=== Extracted records ===
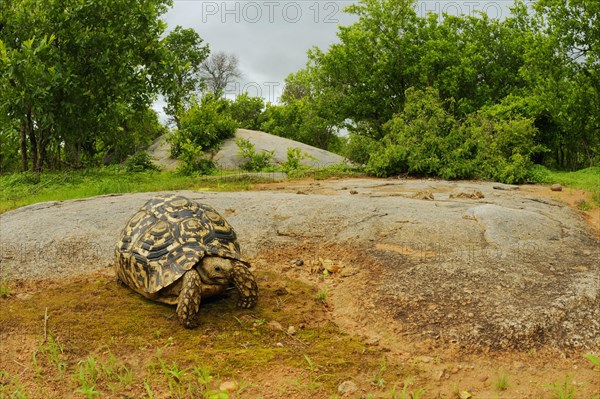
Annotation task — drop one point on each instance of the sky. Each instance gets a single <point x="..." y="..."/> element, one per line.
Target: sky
<point x="271" y="37"/>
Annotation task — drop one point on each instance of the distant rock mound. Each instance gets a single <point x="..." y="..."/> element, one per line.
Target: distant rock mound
<point x="227" y="157"/>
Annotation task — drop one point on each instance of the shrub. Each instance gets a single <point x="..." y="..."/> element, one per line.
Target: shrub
<point x="194" y="161"/>
<point x="294" y="157"/>
<point x="205" y="125"/>
<point x="426" y="139"/>
<point x="140" y="162"/>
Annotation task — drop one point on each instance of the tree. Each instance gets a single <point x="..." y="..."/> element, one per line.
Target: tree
<point x="219" y="71"/>
<point x="182" y="77"/>
<point x="247" y="111"/>
<point x="75" y="73"/>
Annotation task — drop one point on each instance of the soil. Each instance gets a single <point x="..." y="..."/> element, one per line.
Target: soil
<point x="450" y="287"/>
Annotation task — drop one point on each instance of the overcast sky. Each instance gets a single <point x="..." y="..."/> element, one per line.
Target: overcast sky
<point x="271" y="37"/>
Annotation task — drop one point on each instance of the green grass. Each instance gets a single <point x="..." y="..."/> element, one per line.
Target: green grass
<point x="28" y="188"/>
<point x="20" y="189"/>
<point x="585" y="179"/>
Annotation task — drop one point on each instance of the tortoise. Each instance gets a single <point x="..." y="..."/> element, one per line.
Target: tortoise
<point x="177" y="251"/>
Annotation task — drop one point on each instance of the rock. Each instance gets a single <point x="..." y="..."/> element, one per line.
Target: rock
<point x="424" y="195"/>
<point x="347" y="388"/>
<point x="475" y="194"/>
<point x="275" y="325"/>
<point x="439" y="375"/>
<point x="580" y="203"/>
<point x="228" y="386"/>
<point x="505" y="187"/>
<point x="348" y="272"/>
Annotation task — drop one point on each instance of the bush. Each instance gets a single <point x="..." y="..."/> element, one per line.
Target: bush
<point x="205" y="125"/>
<point x="253" y="161"/>
<point x="359" y="148"/>
<point x="140" y="162"/>
<point x="194" y="161"/>
<point x="426" y="139"/>
<point x="294" y="157"/>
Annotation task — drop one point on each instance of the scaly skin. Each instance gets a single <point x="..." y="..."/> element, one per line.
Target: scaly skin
<point x="244" y="282"/>
<point x="189" y="299"/>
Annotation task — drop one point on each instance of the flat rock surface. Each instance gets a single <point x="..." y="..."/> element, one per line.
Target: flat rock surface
<point x="508" y="270"/>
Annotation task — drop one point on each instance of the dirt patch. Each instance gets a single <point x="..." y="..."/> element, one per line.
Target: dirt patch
<point x="382" y="289"/>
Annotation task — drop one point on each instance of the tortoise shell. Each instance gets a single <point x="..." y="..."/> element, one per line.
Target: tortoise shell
<point x="168" y="236"/>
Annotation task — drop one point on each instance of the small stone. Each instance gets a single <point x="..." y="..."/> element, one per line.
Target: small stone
<point x="275" y="325"/>
<point x="518" y="365"/>
<point x="228" y="386"/>
<point x="348" y="272"/>
<point x="439" y="375"/>
<point x="347" y="388"/>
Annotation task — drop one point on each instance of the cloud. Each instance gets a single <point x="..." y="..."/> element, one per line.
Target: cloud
<point x="270" y="38"/>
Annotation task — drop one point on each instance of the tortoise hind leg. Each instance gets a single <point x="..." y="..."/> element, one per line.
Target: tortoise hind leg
<point x="245" y="283"/>
<point x="189" y="299"/>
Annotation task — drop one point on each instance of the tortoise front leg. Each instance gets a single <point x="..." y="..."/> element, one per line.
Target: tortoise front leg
<point x="189" y="299"/>
<point x="245" y="283"/>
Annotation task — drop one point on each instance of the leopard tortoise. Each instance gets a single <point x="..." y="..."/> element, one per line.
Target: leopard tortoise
<point x="177" y="251"/>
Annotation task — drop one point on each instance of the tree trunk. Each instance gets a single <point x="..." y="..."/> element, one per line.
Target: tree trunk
<point x="44" y="135"/>
<point x="34" y="145"/>
<point x="23" y="143"/>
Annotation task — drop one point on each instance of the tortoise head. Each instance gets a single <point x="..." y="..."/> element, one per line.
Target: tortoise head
<point x="215" y="270"/>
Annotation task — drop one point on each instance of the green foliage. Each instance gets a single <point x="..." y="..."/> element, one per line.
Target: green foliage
<point x="71" y="105"/>
<point x="205" y="125"/>
<point x="427" y="140"/>
<point x="194" y="161"/>
<point x="185" y="53"/>
<point x="140" y="162"/>
<point x="294" y="159"/>
<point x="247" y="111"/>
<point x="253" y="161"/>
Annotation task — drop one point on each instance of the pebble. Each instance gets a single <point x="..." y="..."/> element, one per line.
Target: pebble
<point x="275" y="325"/>
<point x="347" y="388"/>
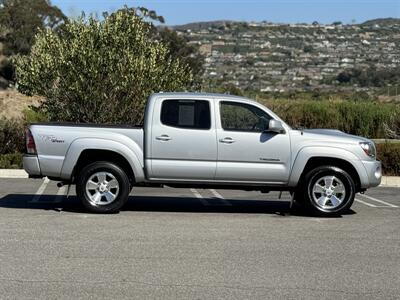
===
(Task statement):
Set down the entries shown above once more, exactly as they read, but without pictures.

(Final answer):
Annotation task — drop one point on each instance of the sky. Each instance gets a single <point x="..." y="..."/> element, one per line.
Target: sky
<point x="271" y="37"/>
Annotation task — drop one point on each instance of the distant rock mound. Each instance gets a single <point x="..." y="..."/> element, one per line.
Target: distant rock mound
<point x="227" y="157"/>
Annotation task — drop one point on each instance of the shrub. Each instance gets a single <point x="..." y="..."/> element, one per line.
Target: shrub
<point x="194" y="161"/>
<point x="294" y="157"/>
<point x="205" y="125"/>
<point x="426" y="139"/>
<point x="140" y="162"/>
Annotation task — drop one point on each instance of the tree. Each instance gets a single <point x="..." y="..."/> element, one per line.
Target: tree
<point x="219" y="71"/>
<point x="182" y="77"/>
<point x="247" y="111"/>
<point x="75" y="73"/>
Annotation task — drop one point on each instance of the soil. Each instance gets a single <point x="..." y="..."/> element, one per line.
Target: soil
<point x="450" y="287"/>
Annotation task — drop one point on each instance of the overcast sky. Each instance gets a single <point x="..." y="..."/> element, one per line.
Target: overcast sky
<point x="271" y="37"/>
Annotation task — drop one point on each instance of the green grass. Each instance gets a single <point x="..." y="..."/> element, one per line.
Target: green grass
<point x="28" y="188"/>
<point x="20" y="189"/>
<point x="585" y="179"/>
Annotation task — drop one point on each instance of the tortoise. Each instance gets a single <point x="..." y="..."/> element, one per line.
Target: tortoise
<point x="177" y="251"/>
Annotation task — drop one point on each instance of the rock. Each instance gets a single <point x="..." y="..."/> element, one per line.
Target: rock
<point x="424" y="195"/>
<point x="347" y="388"/>
<point x="475" y="194"/>
<point x="275" y="325"/>
<point x="439" y="375"/>
<point x="580" y="203"/>
<point x="228" y="386"/>
<point x="505" y="187"/>
<point x="348" y="272"/>
Annotation task — drop one point on each instance of the bush. Each instance gets a single <point x="..." y="..."/> element, one per line.
Target: bush
<point x="205" y="125"/>
<point x="253" y="161"/>
<point x="359" y="148"/>
<point x="140" y="162"/>
<point x="194" y="161"/>
<point x="426" y="139"/>
<point x="294" y="157"/>
Annotation task — drop one point on each instance of the scaly skin. Each instance gets a single <point x="..." y="..."/> element, one per line.
Target: scaly skin
<point x="244" y="282"/>
<point x="189" y="299"/>
Annotation task — drop one point on each instance of the flat rock surface. Each instance gets a single <point x="..." y="..."/> element, one per line.
Target: flat rock surface
<point x="508" y="270"/>
Annotation task — drop one point on each instance of the dirt patch. Each instance gets a single <point x="..." y="..."/> element, one per line.
Target: dirt patch
<point x="382" y="289"/>
Annotation task — drop one point on each instance of the tortoise shell. Each instance gets a single <point x="..." y="..."/> element, one per line.
Target: tortoise shell
<point x="168" y="236"/>
Annotation task — drop one point on each instance of the small stone. Each instance gets a single <point x="..." y="..."/> element, one per line.
Target: small stone
<point x="275" y="325"/>
<point x="518" y="365"/>
<point x="228" y="386"/>
<point x="348" y="272"/>
<point x="439" y="375"/>
<point x="347" y="388"/>
Annotation task — drop one point on each instance of the cloud. Each instance gets a single <point x="..." y="..."/> element, one per line.
Target: cloud
<point x="270" y="38"/>
Annotation task — drop one point on each instance of the tortoise hind leg. Each instance gets a single <point x="..." y="..."/> element, one per line.
Target: tortoise hind leg
<point x="245" y="283"/>
<point x="189" y="299"/>
Annotation task — drop one point on each instance of the tortoise front leg. Each instance gets a single <point x="..." y="..."/> element, one per line.
Target: tortoise front leg
<point x="189" y="299"/>
<point x="245" y="283"/>
Annotation task — drop one point on each instance of the leopard tortoise. Each instance gets a single <point x="..." y="..."/> element, one per line.
Target: leopard tortoise
<point x="177" y="251"/>
Annotation task — drop one point on each instance of the tree trunk. Each instance gets a single <point x="..." y="..."/> element, one per line.
Target: tree trunk
<point x="44" y="135"/>
<point x="34" y="145"/>
<point x="23" y="143"/>
Annotation task — drop one point on each instance of the tortoise head. Each instance gets a single <point x="..." y="..."/> element, one per line.
Target: tortoise head
<point x="215" y="270"/>
Annotation task — drop one point on each instance of the green foliage. Each instance gets a single <point x="..." y="..."/> element, one per line.
Target: green foliage
<point x="71" y="105"/>
<point x="205" y="125"/>
<point x="427" y="140"/>
<point x="194" y="161"/>
<point x="185" y="53"/>
<point x="140" y="162"/>
<point x="294" y="159"/>
<point x="247" y="111"/>
<point x="253" y="161"/>
Annotation task — drop one point on each instance of the pebble. Each instance gets a single <point x="..." y="..."/> element, one per line.
Target: pebble
<point x="275" y="325"/>
<point x="347" y="388"/>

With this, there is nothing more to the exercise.